**PARTS OF THE EXERCISE**
#1 Copy the stretch of the Dall-E passage from "For example, take" through "the preliminary generation.".
#2 In the Dall-E passage, what does the text say humans can dedicate themselves to instead of rework? List each of them.
#3 Does each statement agree with the Dall-E passage? Answer yes or no for each, and quote the deciding words.
(a) Technologies like Dall-E 2 will impact user interface design.
(b) Dall-E is described as infallible.
(c) The creative skillsets of graphic designers will keep helping organizations communicate more effectively.

**PROVIDED PASSAGE**

--------------------------------------------------

Today, Dall-E is remarkable but not infallible. For example, “Jim Henson’s Muppets as Gundam pilots” is fascinating, but not quite what we had intended:
Graphic designers’ and digital artists’ creative skillsets will continue to help organizations communicate and connect more effectively.
However, Dall-E 2 and similar systems are going to have a big impact on creative workflows, specifically iteration and drafting — ultimately allowing graphic designers and digital artists to move significantly faster. We’ve started to see this trend in multiple creative spaces with AI-powered human augmentation accelerating human workflows and allowing for more effective usage of humans’ time. But for creative work, it’s crucial to understand the distinction between assistive AI and agentive AI.
For example, take these two pictures of “pretzels exploding at sunset.”
Instead of spending cycles finding reference images and tracing/sketching, Dall-E 2 opens the possibility for natural language iteration of images. What this allows is for humans to refocus their time away from rework and instead dedicate themselves to preliminary ideation (coming up with the best way to present ideas), adjustment, and finishing, working with AI systems to rapidly meet project objectives. Amazingly, we’ve seen people testing this way of working already.
With the above pretzel example, humans could take the best elements of each and rapidly synthesize them instead of spending time manually creating the preliminary generation.
However, although technologies in Dall-E 2’s category will increasingly play an assistive role for graphic designers, they won’t impact the many other subdisciplines of design, such as user interface (UI) design. The purpose of UI does not have much overlap with the purposes of graphic design and digital art. And UI design is largely not about visuals but about interaction design, information architecture, and more. That means that design disciplines outside of graphic design won’t be affected until different tools emerge based on AI techniques, more akin to those used in OpenAI’s GPT-3 instead of those in Dall-E and Imagen.

--------------------------------------------------

**INFORMATION SUPPLIED**
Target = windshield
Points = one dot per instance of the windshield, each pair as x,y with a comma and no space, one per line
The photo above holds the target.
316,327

--------------------------------------------------

**RESPONSES IN ORDER**
#1
For example, take these two pictures of “pretzels exploding at sunset.”
Instead of spending cycles finding reference images and tracing/sketching, Dall-E 2 opens the possibility for natural language iteration of images. What this allows is for humans to refocus their time away from rework and instead dedicate themselves to preliminary ideation (coming up with the best way to present ideas), adjustment, and finishing, working with AI systems to rapidly meet project objectives. Amazingly, we’ve seen people testing this way of working already.
With the above pretzel example, humans could take the best elements of each and rapidly synthesize them instead of spending time manually creating the preliminary generation.

#2
- preliminary ideation
- adjustment
- finishing

#3
(a) No: "they won’t impact the many other subdisciplines of design, such as user interface (UI) design"
(b) No: "Dall-E is remarkable but not infallible"
(c) Yes: "Graphic designers’ and digital artists’ creative skillsets will continue to help organizations communicate and connect more effectively"